*** Supplied material ***

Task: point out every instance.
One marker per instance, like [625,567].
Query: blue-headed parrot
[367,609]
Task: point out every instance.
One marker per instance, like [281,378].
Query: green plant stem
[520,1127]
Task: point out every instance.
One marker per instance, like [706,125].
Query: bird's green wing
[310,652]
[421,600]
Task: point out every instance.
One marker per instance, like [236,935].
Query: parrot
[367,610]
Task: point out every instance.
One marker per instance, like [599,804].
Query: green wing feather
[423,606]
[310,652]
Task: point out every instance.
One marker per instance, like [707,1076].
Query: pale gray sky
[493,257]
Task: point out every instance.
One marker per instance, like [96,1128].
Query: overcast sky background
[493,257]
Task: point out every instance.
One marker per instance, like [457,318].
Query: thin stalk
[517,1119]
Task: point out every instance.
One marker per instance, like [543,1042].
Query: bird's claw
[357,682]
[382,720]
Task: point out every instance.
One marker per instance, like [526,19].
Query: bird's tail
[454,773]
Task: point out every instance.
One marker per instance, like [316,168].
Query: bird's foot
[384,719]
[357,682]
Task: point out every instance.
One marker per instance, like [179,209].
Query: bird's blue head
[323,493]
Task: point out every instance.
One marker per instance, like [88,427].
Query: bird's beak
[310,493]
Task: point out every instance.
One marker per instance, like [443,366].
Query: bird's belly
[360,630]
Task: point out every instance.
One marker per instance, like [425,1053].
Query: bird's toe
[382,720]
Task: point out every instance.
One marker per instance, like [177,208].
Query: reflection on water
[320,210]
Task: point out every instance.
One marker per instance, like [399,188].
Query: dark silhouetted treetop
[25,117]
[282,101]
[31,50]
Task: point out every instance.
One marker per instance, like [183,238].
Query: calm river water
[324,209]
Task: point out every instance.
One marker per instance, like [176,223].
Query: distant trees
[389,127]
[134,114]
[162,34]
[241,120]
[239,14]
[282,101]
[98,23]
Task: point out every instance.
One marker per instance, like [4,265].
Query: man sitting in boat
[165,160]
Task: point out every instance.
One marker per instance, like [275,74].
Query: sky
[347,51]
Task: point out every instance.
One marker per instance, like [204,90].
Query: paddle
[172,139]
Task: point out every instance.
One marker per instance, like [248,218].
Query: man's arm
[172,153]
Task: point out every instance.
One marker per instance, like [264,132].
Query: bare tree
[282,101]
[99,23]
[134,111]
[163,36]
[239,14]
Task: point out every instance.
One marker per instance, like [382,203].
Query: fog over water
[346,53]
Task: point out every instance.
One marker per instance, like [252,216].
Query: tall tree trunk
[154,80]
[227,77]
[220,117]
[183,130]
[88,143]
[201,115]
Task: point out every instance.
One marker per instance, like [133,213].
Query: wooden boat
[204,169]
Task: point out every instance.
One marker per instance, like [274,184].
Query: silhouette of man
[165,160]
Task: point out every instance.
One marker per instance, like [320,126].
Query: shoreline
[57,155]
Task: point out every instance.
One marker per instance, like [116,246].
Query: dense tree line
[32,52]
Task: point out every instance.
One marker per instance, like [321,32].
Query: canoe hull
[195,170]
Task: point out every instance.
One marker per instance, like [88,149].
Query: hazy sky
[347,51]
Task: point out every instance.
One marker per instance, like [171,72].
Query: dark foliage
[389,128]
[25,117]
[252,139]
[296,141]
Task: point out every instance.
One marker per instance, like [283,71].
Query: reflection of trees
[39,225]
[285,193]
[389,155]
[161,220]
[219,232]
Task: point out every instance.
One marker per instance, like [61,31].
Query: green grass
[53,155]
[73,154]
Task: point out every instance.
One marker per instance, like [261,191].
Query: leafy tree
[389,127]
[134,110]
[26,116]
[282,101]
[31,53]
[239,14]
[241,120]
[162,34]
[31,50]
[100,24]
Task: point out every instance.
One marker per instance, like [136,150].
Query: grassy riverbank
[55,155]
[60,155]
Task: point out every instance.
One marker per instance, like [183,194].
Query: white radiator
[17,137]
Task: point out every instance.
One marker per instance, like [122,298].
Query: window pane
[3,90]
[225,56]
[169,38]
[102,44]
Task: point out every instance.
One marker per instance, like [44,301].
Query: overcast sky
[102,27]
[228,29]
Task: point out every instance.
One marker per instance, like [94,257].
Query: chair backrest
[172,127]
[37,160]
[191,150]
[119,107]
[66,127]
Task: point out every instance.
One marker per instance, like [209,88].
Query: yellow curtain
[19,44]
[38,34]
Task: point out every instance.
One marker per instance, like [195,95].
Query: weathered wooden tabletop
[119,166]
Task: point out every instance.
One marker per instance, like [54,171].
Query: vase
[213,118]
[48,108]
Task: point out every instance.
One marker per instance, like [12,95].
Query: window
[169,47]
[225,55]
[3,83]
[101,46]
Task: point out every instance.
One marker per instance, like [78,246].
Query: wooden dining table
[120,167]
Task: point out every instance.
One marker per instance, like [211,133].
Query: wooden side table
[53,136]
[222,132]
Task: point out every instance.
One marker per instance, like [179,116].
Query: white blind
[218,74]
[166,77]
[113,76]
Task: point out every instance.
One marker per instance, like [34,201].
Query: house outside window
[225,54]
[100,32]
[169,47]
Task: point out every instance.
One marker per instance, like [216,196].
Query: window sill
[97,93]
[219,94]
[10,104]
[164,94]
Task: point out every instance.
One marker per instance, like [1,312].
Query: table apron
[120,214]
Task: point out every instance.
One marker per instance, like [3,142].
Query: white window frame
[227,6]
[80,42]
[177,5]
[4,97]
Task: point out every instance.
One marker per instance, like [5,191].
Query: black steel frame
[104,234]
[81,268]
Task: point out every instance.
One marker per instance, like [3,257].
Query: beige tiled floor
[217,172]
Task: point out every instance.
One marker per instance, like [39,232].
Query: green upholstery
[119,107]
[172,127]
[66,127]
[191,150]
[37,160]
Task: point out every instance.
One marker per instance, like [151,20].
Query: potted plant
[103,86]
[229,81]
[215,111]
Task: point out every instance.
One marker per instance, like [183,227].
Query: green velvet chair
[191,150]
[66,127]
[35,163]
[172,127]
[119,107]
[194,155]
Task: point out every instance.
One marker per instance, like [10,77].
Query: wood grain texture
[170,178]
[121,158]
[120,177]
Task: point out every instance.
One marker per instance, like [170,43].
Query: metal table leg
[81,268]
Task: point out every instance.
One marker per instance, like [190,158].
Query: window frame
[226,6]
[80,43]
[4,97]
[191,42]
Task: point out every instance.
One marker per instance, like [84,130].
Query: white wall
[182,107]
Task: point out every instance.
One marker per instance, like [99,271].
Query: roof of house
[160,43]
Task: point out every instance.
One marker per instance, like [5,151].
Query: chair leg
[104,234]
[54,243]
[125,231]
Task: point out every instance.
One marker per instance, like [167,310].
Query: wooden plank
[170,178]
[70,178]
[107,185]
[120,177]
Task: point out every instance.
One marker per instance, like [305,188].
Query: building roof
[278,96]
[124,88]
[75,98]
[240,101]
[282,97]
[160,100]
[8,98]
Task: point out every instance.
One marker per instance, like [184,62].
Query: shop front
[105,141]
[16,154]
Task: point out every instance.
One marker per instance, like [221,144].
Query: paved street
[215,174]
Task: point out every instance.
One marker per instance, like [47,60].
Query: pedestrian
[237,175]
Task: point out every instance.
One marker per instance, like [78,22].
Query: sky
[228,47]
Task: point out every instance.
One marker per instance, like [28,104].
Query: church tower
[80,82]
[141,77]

***

The output should restate the data exactly, with no line missing.

Task: point out every instance.
One marker per instance, like [625,567].
Query: blue-headed parrot
[367,609]
Task: point out every instance.
One marker per instance, like [281,378].
Query: green plant stem
[520,1127]
Task: point out every instance.
One marker per instance, like [706,125].
Query: bird's green wing
[310,652]
[421,600]
Task: point out every instance.
One marker per instance, like [236,935].
Query: parrot
[367,610]
Task: point out every instance.
One marker per instance, like [599,804].
Query: green wing feather
[423,606]
[310,652]
Task: point out every instance.
One marker per instance, like [707,1076].
Query: pale gray sky
[493,257]
Task: point out every instance.
One marker per instance, like [96,1128].
Query: overcast sky background
[493,257]
Task: point out every instance.
One marker per instance, like [457,318].
Query: thin stalk
[517,1119]
Task: point out every instance.
One marker per instance, like [543,1042].
Query: bird's claw
[357,682]
[382,720]
Task: point out every instance.
One marker per instance, like [526,19].
Query: bird's tail
[454,773]
Task: point out every instance.
One marker per instance, like [316,168].
Query: bird's foot
[384,719]
[357,682]
Task: point out every instance.
One marker per instance, like [179,209].
Query: bird's blue head
[323,493]
Task: point out every instance.
One marker per instance, like [88,427].
Query: bird's beak
[310,493]
Task: point out every instance.
One marker per instance, like [443,366].
Query: bird's belly
[360,630]
Task: point out every instance.
One marker per instance, like [425,1053].
Query: bird's toe
[382,720]
Task: point out every instance.
One marker per instance, like [177,208].
Query: reflection on water
[320,210]
Task: point out every instance.
One marker per instance, like [399,188].
Query: dark silhouetted treetop
[25,117]
[282,101]
[31,50]
Task: point out every instance.
One marker per instance, like [183,238].
Query: calm river water
[324,209]
Task: point out every instance.
One marker per instance, like [176,223].
Query: distant trees
[389,127]
[134,114]
[162,34]
[241,120]
[239,14]
[282,101]
[98,23]
Task: point out every instance.
One marker per instance, like [4,265].
Query: man sitting in boat
[165,160]
Task: point out every instance.
One marker per instance, like [275,74].
Query: sky
[347,51]
Task: point out every instance.
One marker per instance, like [204,90].
Query: paddle
[172,139]
Task: point out every instance.
One marker per instance, like [248,218].
Query: man's arm
[172,153]
Task: point out every instance.
One marker per instance, like [264,132].
Query: bare tree
[282,101]
[99,23]
[134,111]
[163,36]
[239,14]
Task: point out every instance.
One marker per instance, like [382,203].
Query: fog over water
[346,53]
Task: point out every instance.
One marker per instance, like [252,216].
Query: tall tree trunk
[154,80]
[227,77]
[220,117]
[183,130]
[88,143]
[201,115]
Task: point out every instance.
One marker per instance, like [133,213].
Query: wooden boat
[204,169]
Task: point out every instance.
One marker per instance, like [274,184].
Query: silhouette of man
[165,160]
Task: point out every instance.
One marker per instance, like [320,126].
Query: shoreline
[57,155]
Task: point out every instance.
One marker per instance, like [116,246].
Query: dense tree line
[32,52]
Task: point out every instance.
One marker per instance, like [321,32].
Query: canoe hull
[195,170]
Task: point out every instance.
One marker per instance, like [88,149].
Query: hazy sky
[347,51]
Task: point out every instance.
One marker per instance, like [171,72].
Query: dark foliage
[389,128]
[25,117]
[252,139]
[296,141]
Task: point out every instance.
One marker per instance, like [283,71].
Query: reflection of trees
[39,225]
[285,193]
[389,155]
[161,220]
[219,232]
Task: point out every instance.
One marker per instance, like [61,31].
Query: green grass
[53,155]
[73,154]
Task: point out every instance.
One marker per instance, like [261,191].
Query: leafy tree
[389,127]
[134,110]
[26,116]
[282,101]
[31,53]
[239,14]
[241,120]
[162,34]
[31,50]
[100,24]
Task: point out every instance.
One marker per instance, like [136,150].
Query: grassy riverbank
[55,155]
[60,155]
Task: point out every instance.
One marker per instance, like [183,194].
Query: white radiator
[17,137]
Task: point out every instance.
One marker per instance, like [122,298].
Query: window pane
[3,90]
[225,56]
[169,38]
[102,44]
Task: point out every instance.
One marker per instance, like [44,301].
Query: overcast sky
[102,27]
[228,29]
Task: point out every instance.
One marker per instance, like [94,257].
Query: chair backrest
[172,127]
[37,160]
[191,150]
[119,107]
[66,127]
Task: point out every instance.
One marker per instance, like [209,88].
Query: yellow curtain
[19,44]
[38,34]
Task: point out every instance.
One marker per instance, like [195,95].
Query: weathered wooden tabletop
[119,166]
Task: point out every instance.
One marker per instance, like [54,171].
Query: vase
[213,118]
[48,108]
Task: point out every instance.
One marker per instance, like [12,95].
Query: window
[169,47]
[225,55]
[3,83]
[101,46]
Task: point out every instance.
One marker per instance, like [78,246].
Query: wooden dining table
[120,167]
Task: point out every instance.
One marker per instance, like [211,133].
Query: wooden side table
[53,136]
[222,132]
Task: point out every instance.
One marker per instance, like [179,116].
Query: white blind
[218,74]
[166,77]
[113,76]
Task: point out every instance.
One marker per instance, like [34,201].
Query: house outside window
[225,54]
[100,32]
[169,47]
Task: point out every instance.
One marker per instance, like [216,196].
Query: window sill
[97,93]
[219,94]
[10,104]
[164,94]
Task: point out every instance.
One marker per instance, like [1,312].
Query: table apron
[120,214]
Task: point out every instance.
One marker per instance, like [3,142].
Query: white window frame
[227,6]
[80,42]
[177,5]
[4,97]
Task: point out every instance.
One marker per instance, like [5,191].
Query: black steel frame
[104,234]
[81,268]
Task: point out every instance.
One marker per instance, like [3,257].
Query: beige tiled floor
[217,172]
Task: point out every instance.
One marker per instance, like [39,232].
Query: green upholstery
[119,107]
[172,127]
[66,127]
[191,150]
[37,160]
Task: point out every instance.
One marker per instance, like [151,20].
Query: potted plant
[103,86]
[229,81]
[215,111]
Task: point out every instance.
One marker per instance, like [183,227].
Query: green velvet chair
[191,150]
[66,127]
[35,163]
[172,127]
[119,107]
[194,155]
Task: point out every instance.
One marker per instance, like [10,77].
Query: wood grain texture
[170,178]
[121,158]
[120,177]
Task: point out every instance.
One marker per instance, like [170,43].
Query: metal table leg
[81,268]
Task: point out every instance.
One marker per instance, like [190,158].
Query: window frame
[226,6]
[80,43]
[4,97]
[191,42]
Task: point out every instance.
One marker per instance, like [84,130].
Query: white wall
[182,107]
Task: point out every instance.
One marker per instance, like [99,271].
Query: roof of house
[160,43]
Task: point out every instance.
One marker per instance, like [5,151].
Query: chair leg
[104,234]
[54,243]
[125,231]
Task: point out every instance.
One marker per instance, like [167,310].
Query: wooden plank
[170,178]
[70,178]
[107,185]
[120,177]
Task: point out every instance.
One marker per instance, like [305,188].
Query: building roof
[278,96]
[124,88]
[75,98]
[240,101]
[282,97]
[160,100]
[8,98]
Task: point out every instance.
One marker per instance, like [184,62].
Query: shop front
[105,141]
[16,154]
Task: point out every instance.
One marker per instance, like [221,144].
Query: paved street
[215,174]
Task: point out every instance.
One marker per instance, like [47,60].
Query: pedestrian
[237,175]
Task: point out every instance.
One marker per instance, like [78,22].
Query: sky
[228,47]
Task: point out every instance.
One marker per instance, like [28,104].
Query: church tower
[80,82]
[141,77]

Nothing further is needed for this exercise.